Texto proporcionado>
Sin dudas, todos somos pecadores, excepto la Virgen María, y todos tenemos necesidad de la misericordia infinita. Evidentemente, no se trata de decir a Dios: “¡Ten misericordia de mí solo!”. Esta dureza de corazón con respecto a los demás sería un pecado que clamaría venganza, lejos de apiadar a nuestro Padre común. Está claro que el “mí” no excluye al prójimo, pero, sin embargo, ponemos el acento sobre nuestra propia miseria. Es ella quien inspira nuestro llamamiento a la piedad. ¿Es legítimo ese retorno sobre sí?
Es necesario distinguir. Ciertamente, tenemos derecho a considerar nuestra miseria moral, nuestros pecados, como merecedores de una preferencia. En ese sentido, el adagio “la caridad bien ordenada comienza por casa”, es sin dudas verdadero. Ninguno de nosotros es como San Francisco de Asís, que se tenía por el pecador más grande de todos. Sería una especie de quietismo no querer el perdón para sí antes de haberlo obtenido para los demás. En el fondo, el pecado es siempre egoísmo. Es la conciencia de nuestro egoísmo o de nuestro excesivo amor propio lo que nos hace clamar: “Señor, ten piedad de mí”. El “mí” no se pone aquí en evidencia más que como un mal del cual se pide la liberación. Miserere mei Deus, es decir, sobre todo:
“¡Oh Dios, que eres todo Amor, quitad de mi corazón este veneno que lo estrecha y lo cierra!”.
Cuando uno ha arrancado realmente de su corazón la raíz del egoísmo, entonces se puede contentar con la fórmula “nosotros”, que Nuestro Señor debía emplear a menudo, pues la oración modelo es una oración común.

Datos proporcionados>
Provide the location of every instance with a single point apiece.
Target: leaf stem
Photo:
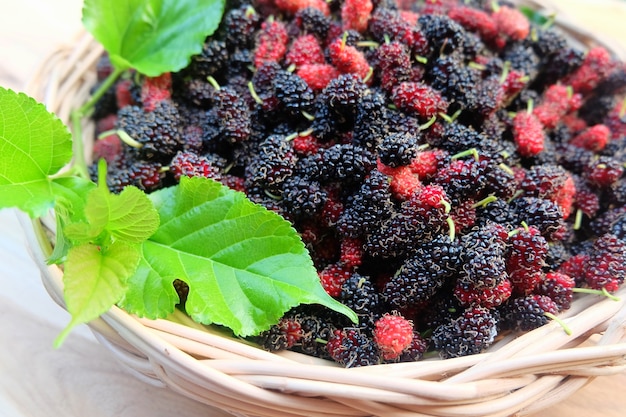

Detalle de tarea> Según el texto sobre la misericordia, ¿qué santo se tenía por el pecador más grande de todos? El listado no tiene relación con el texto.

Solución completa> San Francisco de Asís.